Stored data entries
=-=-=
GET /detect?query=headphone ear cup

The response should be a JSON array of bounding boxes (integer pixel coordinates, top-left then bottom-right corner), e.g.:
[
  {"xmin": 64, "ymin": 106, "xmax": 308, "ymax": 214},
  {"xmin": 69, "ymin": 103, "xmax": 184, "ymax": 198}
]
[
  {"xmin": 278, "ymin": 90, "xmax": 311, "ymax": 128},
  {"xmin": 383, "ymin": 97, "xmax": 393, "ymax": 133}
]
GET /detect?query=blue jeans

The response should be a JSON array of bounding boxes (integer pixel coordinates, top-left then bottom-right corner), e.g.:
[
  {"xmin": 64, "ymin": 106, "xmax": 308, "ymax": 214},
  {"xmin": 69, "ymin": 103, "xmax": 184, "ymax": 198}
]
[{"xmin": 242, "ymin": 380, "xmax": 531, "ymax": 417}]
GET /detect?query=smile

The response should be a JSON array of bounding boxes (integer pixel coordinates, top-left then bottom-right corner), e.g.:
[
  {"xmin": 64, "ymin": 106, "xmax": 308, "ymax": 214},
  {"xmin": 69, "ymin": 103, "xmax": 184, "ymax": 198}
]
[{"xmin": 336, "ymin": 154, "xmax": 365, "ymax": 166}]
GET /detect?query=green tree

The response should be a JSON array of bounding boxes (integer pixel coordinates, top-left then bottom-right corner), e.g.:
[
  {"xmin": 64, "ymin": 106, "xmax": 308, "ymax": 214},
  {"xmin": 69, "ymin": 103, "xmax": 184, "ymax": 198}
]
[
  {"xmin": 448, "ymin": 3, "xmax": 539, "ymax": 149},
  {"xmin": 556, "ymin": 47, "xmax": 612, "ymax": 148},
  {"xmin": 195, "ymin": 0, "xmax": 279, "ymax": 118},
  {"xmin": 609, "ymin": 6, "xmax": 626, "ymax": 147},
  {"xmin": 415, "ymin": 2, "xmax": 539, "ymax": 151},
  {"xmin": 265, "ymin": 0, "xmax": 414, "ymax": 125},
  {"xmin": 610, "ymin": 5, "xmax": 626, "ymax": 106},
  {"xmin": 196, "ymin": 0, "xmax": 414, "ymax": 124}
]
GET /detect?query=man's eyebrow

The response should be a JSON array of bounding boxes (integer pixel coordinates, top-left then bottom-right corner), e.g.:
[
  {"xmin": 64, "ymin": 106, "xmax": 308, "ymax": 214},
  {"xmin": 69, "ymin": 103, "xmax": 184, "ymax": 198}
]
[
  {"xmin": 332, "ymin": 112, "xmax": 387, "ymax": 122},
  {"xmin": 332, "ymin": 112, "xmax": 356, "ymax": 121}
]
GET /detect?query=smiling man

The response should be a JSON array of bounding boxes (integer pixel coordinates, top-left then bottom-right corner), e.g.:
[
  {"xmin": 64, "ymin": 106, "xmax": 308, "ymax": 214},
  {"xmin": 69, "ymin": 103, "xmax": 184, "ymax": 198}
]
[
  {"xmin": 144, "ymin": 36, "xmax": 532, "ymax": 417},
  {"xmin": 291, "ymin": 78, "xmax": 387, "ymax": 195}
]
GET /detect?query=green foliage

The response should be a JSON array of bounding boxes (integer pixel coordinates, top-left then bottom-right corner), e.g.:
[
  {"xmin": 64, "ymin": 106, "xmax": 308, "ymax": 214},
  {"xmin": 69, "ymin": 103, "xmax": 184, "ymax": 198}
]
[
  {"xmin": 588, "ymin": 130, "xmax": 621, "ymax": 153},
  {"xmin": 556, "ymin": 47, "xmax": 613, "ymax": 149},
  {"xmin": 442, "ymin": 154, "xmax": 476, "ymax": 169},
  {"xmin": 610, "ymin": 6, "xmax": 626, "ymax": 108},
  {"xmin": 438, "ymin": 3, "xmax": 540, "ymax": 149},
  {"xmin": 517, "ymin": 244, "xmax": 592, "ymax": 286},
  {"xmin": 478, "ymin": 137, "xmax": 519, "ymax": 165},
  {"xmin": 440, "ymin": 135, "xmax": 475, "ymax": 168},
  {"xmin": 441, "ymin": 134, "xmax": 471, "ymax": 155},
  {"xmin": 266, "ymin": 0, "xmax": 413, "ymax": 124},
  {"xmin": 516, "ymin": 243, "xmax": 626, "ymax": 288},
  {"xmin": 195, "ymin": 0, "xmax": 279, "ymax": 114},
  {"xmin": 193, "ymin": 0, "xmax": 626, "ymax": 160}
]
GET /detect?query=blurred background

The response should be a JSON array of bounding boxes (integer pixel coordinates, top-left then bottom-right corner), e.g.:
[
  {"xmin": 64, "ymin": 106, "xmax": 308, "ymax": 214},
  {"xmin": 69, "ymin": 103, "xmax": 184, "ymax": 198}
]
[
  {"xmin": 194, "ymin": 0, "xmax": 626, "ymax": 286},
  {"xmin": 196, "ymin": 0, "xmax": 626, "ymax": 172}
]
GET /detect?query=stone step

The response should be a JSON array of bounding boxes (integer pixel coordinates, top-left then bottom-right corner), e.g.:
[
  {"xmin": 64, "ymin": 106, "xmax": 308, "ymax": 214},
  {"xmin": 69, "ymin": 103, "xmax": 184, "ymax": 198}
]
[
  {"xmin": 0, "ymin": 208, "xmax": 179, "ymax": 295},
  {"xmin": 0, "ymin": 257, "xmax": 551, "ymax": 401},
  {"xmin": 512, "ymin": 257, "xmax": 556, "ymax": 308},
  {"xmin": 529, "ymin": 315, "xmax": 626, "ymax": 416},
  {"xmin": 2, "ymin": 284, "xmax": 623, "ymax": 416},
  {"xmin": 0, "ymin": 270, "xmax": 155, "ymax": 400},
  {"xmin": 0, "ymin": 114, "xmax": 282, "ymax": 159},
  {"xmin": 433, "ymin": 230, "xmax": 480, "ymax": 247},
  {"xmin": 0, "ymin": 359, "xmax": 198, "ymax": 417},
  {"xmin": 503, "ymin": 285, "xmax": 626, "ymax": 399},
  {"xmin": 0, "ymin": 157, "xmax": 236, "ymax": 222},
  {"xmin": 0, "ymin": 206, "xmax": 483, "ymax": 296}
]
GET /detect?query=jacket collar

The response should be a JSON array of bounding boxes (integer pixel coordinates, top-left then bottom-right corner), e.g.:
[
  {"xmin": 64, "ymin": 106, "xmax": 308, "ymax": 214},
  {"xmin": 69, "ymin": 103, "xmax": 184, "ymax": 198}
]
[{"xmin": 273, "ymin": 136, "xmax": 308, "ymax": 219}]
=-=-=
• [Problem requirements]: Search the entries above for the string "green". Copy each line in which it appears.

• [Reply to the task]:
GET /detect?query=green tree
GET /detect?query=green foliage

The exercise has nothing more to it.